--- Textauszug ---
Du kannst alles schaffen! Warum dieser Leitsatz falsch ist und weshalb uns ein wenig Reflexion und Realitätsbezug manchmal ganz gut tun würde #selbstliebe #motivation #selbstfürsorge #rant #tacheles
Life,  Gedankenwelt

Du kannst alles schaffen – oder doch nicht?

Ich kann gar nicht sagen, wie mich dieser ganze „Lifecoach“ und „Selbstliebe“-Quatsch auf Insta, Tiktok und Co. gerade annervt. Überall liest man „Mach einfach! Du kannst alles erreichen!“ und hört „Du musst es nur fest genug wollen und hart genug arbeiten und du kannst alles schaffen!“. Nö, einfach nö! Was für ein Bullshit, ehrlich!

(Achtung, das hier wird ein Rant. Wenn dir dieser Begriff nicht geläufig ist, google bitte danach und sag mir nicht, ich sei zu unfreundlich. Danke!)

Mir geht dieses ganze unreflektierte Gequatsche mittlerweile so dermaßen gegen den Strich. Als ob sich anstrengen ausreichen würde, um Lebenswünsche zu erfüllen. Als ob es reichen würde, etwas einfach nur aus ganzem Herzen zu wollen und dann kommt es so. 

Im Endeffekt werden essenzielle Punkte einfach außer Acht gelassen.
Die äußeren Rahmenbedingungen:

Ja, ernsthaft. Jeder Mensch hat Rahmenbedingungen, auf die er keinen Einfluss hat. Sei es der finanzielle Rahmen, der zeitliche Rahmen oder auch an Angeboten oder Räumlichkeiten. An manchen Dingen kann man etwas drehen und daran arbeiten, doch vieles reicht einfach nicht aus, um große Pläne in die Tat umzusetzen.
--- Daten ---
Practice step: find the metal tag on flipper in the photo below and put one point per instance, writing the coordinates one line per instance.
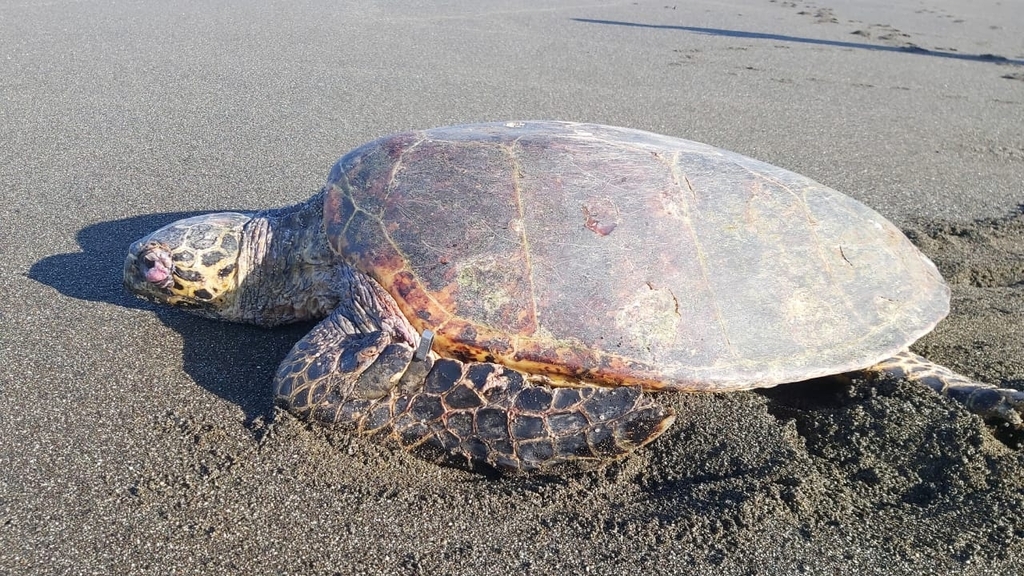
(421, 364)
(426, 340)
---
Arbeitsschritte ->
1) Stimmen diese Aussagen mit dem Text über den Leitsatz „Du kannst alles schaffen“ überein? Antworte jeweils mit Ja oder Nein und zitiere die entscheidenden Worte wörtlich. (a) Der Text kündigt sich selbst als Rant an. (b) Laut Text hat jeder Mensch Einfluss auf alle seine Rahmenbedingungen. (c) Der Text nennt Insta und Tiktok als Orte, an denen solche Sprüche verbreitet werden.
2) Tausche im Text über den Leitsatz „Du kannst alles schaffen“ „Rahmenbedingungen“ gegen „Voraussetzungen“ aus. Gib dann alles von „(Achtung, das hier“ bis hinunter zu „die Tat umzusetzen.“ wieder.
Stütze dich dabei ausschließlich auf den Text.

Antworten je Aufgabe ->
1)
(a) Ja: „Achtung, das hier wird ein Rant.“
(b) Nein: „Jeder Mensch hat Rahmenbedingungen, auf die er keinen Einfluss hat.“
(c) Ja: „auf Insta, Tiktok und Co.“

2)
(Achtung, das hier wird ein Rant. Wenn dir dieser Begriff nicht geläufig ist, google bitte danach und sag mir nicht, ich sei zu unfreundlich. Danke!)

Mir geht dieses ganze unreflektierte Gequatsche mittlerweile so dermaßen gegen den Strich. Als ob sich anstrengen ausreichen würde, um Lebenswünsche zu erfüllen. Als ob es reichen würde, etwas einfach nur aus ganzem Herzen zu wollen und dann kommt es so. 

Im Endeffekt werden essenzielle Punkte einfach außer Acht gelassen.
Die äußeren Voraussetzungen:

Ja, ernsthaft. Jeder Mensch hat Voraussetzungen, auf die er keinen Einfluss hat. Sei es der finanzielle Rahmen, der zeitliche Rahmen oder auch an Angeboten oder Räumlichkeiten. An manchen Dingen kann man etwas drehen und daran arbeiten, doch vieles reicht einfach nicht aus, um große Pläne in die Tat umzusetzen.